Pointing dataset records:

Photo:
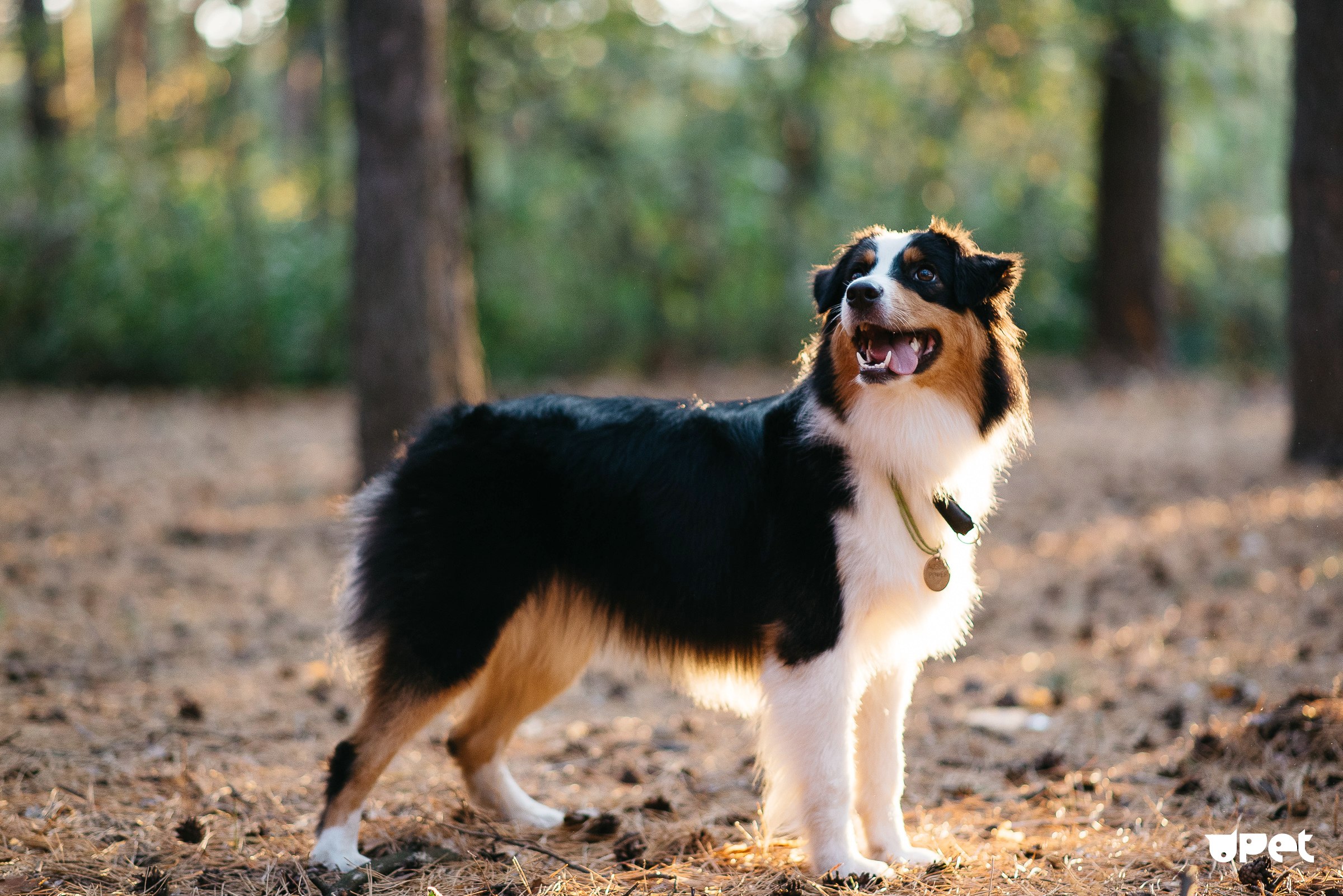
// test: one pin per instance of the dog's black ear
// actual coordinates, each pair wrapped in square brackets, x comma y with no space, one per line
[823,281]
[986,278]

Problem statement: Recast every line of the data above as a numbered list, omitting blank lines and leaving out the pictures.

Worked answer:
1. Photo:
2. // test: one pin per instance of the dog's black ear
3. // actual coordinates, each pair wrapped in square brackets, x comma y with no space, one per line
4. [823,281]
5. [986,278]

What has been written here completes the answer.